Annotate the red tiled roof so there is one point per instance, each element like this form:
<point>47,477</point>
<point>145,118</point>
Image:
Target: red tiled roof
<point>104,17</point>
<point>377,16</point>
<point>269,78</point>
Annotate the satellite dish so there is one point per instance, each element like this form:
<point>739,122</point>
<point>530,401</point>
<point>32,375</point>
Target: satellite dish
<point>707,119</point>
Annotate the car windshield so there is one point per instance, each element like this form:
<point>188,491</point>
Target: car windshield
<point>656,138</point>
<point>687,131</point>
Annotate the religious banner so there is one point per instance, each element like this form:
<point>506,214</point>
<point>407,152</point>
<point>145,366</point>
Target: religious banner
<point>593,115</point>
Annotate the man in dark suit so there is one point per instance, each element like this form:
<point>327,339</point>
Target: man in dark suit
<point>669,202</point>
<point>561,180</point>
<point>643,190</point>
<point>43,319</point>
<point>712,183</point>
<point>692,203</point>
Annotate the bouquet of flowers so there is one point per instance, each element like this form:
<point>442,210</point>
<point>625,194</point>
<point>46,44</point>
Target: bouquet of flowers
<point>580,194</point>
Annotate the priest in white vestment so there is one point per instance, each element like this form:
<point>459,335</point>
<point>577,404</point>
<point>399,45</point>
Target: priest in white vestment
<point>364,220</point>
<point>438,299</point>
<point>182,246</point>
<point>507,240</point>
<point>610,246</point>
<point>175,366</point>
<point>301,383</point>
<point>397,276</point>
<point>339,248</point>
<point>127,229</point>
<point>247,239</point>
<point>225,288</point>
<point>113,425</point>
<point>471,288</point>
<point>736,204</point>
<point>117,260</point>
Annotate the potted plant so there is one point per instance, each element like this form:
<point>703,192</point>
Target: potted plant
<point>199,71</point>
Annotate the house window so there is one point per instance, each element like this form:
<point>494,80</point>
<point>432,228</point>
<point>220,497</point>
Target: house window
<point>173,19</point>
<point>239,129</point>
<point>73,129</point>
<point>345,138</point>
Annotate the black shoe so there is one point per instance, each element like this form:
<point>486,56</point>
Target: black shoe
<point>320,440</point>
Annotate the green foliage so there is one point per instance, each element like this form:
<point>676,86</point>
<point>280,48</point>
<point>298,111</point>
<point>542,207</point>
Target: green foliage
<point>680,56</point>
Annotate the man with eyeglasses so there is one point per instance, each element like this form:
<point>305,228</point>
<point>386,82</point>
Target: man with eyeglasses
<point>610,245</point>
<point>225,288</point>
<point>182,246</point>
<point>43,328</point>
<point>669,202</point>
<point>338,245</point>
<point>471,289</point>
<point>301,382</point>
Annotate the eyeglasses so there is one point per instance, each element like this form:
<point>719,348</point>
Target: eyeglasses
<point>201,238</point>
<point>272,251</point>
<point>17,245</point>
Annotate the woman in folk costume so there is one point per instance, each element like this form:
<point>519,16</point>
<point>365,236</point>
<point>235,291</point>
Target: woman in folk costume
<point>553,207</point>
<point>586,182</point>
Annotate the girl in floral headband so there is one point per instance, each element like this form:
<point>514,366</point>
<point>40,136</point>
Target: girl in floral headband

-.-.-

Written exercise: Rename "priest" to "clergyman" in the listing, starting at its beginning and ending with the line that contains "<point>117,260</point>". Give those lines alone, with nothing else changed.

Reply to the task:
Annotate the red tiled roof so there is one point per instance, each element like this form:
<point>47,477</point>
<point>145,118</point>
Image:
Target: red tiled roof
<point>104,17</point>
<point>377,16</point>
<point>269,78</point>
Annotate the satellite dish so there is one point per instance, each element like this form:
<point>739,122</point>
<point>530,401</point>
<point>32,375</point>
Target: satellite dish
<point>707,119</point>
Annotate the car windshield so there is one point per instance, each element like this form:
<point>188,491</point>
Target: car windshield
<point>656,138</point>
<point>687,131</point>
Annotate the religious banner so there is one point per instance, each element like this form:
<point>506,214</point>
<point>407,152</point>
<point>145,366</point>
Target: religious banner
<point>593,115</point>
Annotate the man in dark suit so there is one point per instance, each element like this form:
<point>327,339</point>
Target: man in dark suit
<point>669,202</point>
<point>561,180</point>
<point>643,190</point>
<point>43,319</point>
<point>712,183</point>
<point>692,203</point>
Annotate the bouquet of flowers so there is one point per instance, each element like this form:
<point>442,210</point>
<point>625,194</point>
<point>46,44</point>
Target: bouquet of flowers
<point>580,194</point>
Annotate the clergyman in white vestment so there is one point per instance, each element like this form:
<point>459,335</point>
<point>577,404</point>
<point>399,45</point>
Target: clergyman in white vestment
<point>364,220</point>
<point>438,299</point>
<point>182,246</point>
<point>507,240</point>
<point>610,246</point>
<point>175,366</point>
<point>301,383</point>
<point>397,276</point>
<point>339,248</point>
<point>127,229</point>
<point>247,239</point>
<point>225,288</point>
<point>113,425</point>
<point>471,288</point>
<point>736,204</point>
<point>117,260</point>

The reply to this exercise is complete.